Selected passage:
start

The gravity gradients can be calculated using the general formula of
Grombein et al. (2010).
The integrals are solved using the Gauss-Legendre Quadrature rule
(Asgharzadeh et al., 2007).
The derivatives of the potential are made with respect to the local coordinate
system x->North, y->East, z->Up (away from center of the Earth).
To maintain the standard convention, only for component gz the z axis is
inverted, so a positive density results in positive gz.
Example
-------
To calculate the gzz component due to a tesseroid on a regular grid:
#include <stdio.h>
#include "glq.h"r
#include "constants.h"
#include "grav_tess.h"
int main()
{
TESSEROID tess = {1000, 44, 46, -1, 1, MEAN_EARTH_RADIUS - 100000,
MEAN_EARTH_RADIUS};
GLQ *glqlon, *glqlat, *glqr;
double lon, lat, r = MEAN_EARTH_RADIUS + 1500000, res;
int order = 8;
glqlon = glq_new(order, tess.w, tess.e);
glqlat = glq_new(order, tess.s, tess.n);
glqr = glq_new(order, tess.r1, tess.r2);
for(lat = 20; lat <= 70; lat += 0.5)
{
for(lon = -25; lon <= 25; lon += 0.5)
{
res = tess_gzz(tess, lon, lat, r, *glqlon, *glqlat, *glqr);
printf("%g %g %g\n", lon, lat, res);
}
}
glq_free(glqlon);
glq_free(glqlat);
glq_free(glqr);
return 0;
}
References
----------
Asgharzadeh, M.F., von Frese, R.R.B., Kim, H.R., Leftwich, T.E. & Kim, J.W.

end

Information supplied:
start

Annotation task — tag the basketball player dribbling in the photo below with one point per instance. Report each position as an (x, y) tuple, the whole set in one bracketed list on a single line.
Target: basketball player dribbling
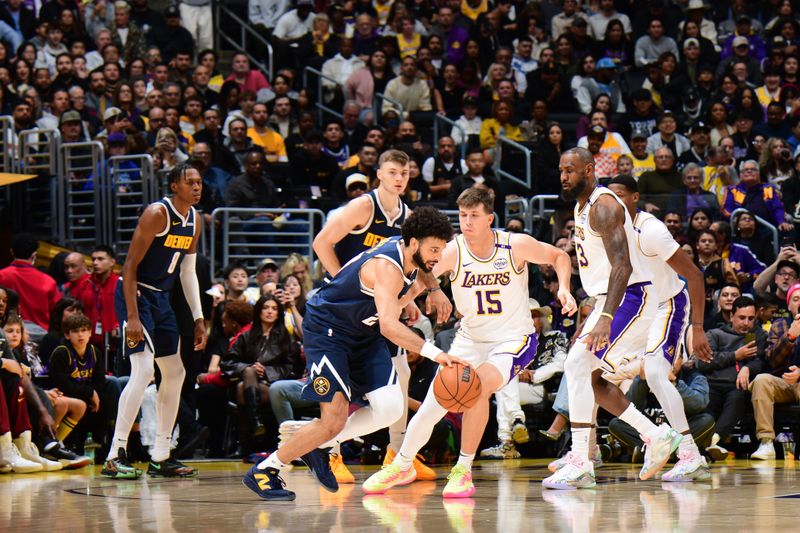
[(489, 279), (364, 223), (613, 271)]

end

Exercises:
A - Write out the part of the tesseroid passage that begins at the words "The derivatives of" and stops after "in positive gz.".
B - Which variables are declared with type double in the example code of the tesseroid passage? List them all.
C - Does the tesseroid passage support each statement below? Answer yes or no for each, quoting the words that decide it.
(i) The integrals are solved with the Gauss-Legendre Quadrature rule.
(ii) In the local coordinate system, the x axis points East.
(iii) The z axis is inverted for every gravity component.

Exercise solutions:
A -
The derivatives of the potential are made with respect to the local coordinate
system x->North, y->East, z->Up (away from center of the Earth).
To maintain the standard convention, only for component gz the z axis is
inverted, so a positive density results in positive gz.

B - lon, lat, r, res

C -
(i) Yes: "The integrals are solved using the Gauss-Legendre Quadrature rule"
(ii) No: "x->North, y->East"
(iii) No: "only for component gz the z axis is inverted"